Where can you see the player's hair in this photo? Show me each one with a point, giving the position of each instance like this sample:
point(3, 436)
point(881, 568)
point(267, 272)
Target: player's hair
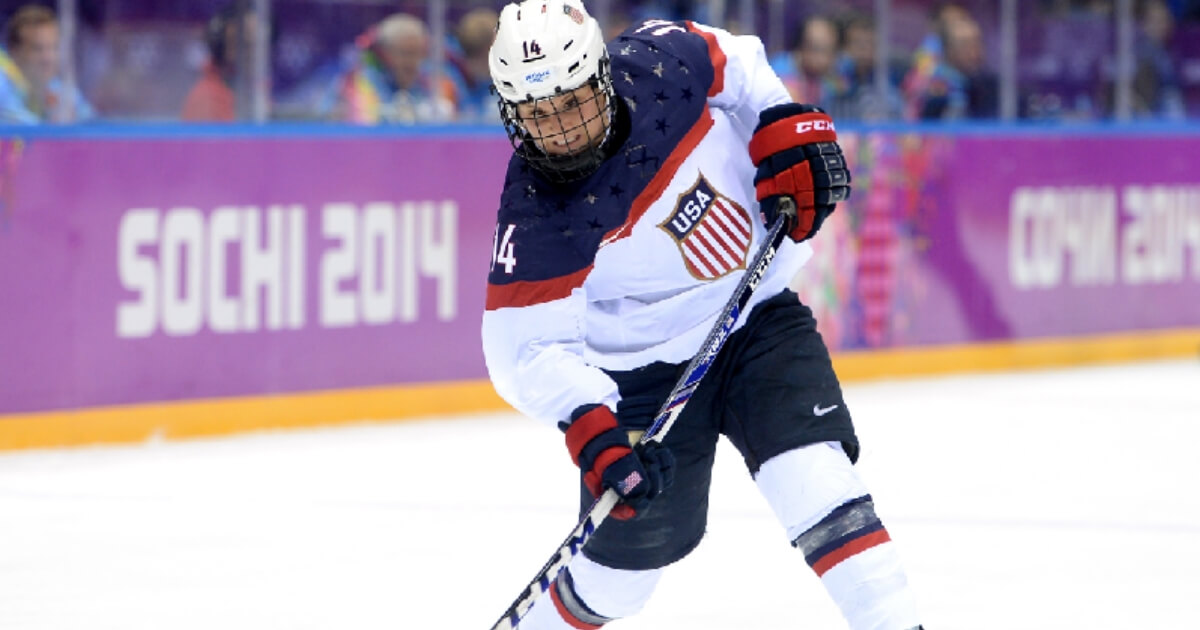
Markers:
point(24, 17)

▶ **Exercise requirements**: Can you rewrite the rows above, substituting "athlete's hair" for every "player's hair" and leaving everything else the same? Omit the pictures.

▶ **Task solution**:
Where can you see the athlete's hair in this photo? Show me each one with a point, giving the position of each instance like this sample:
point(3, 436)
point(881, 568)
point(267, 272)
Target: athlete's hair
Markers:
point(24, 17)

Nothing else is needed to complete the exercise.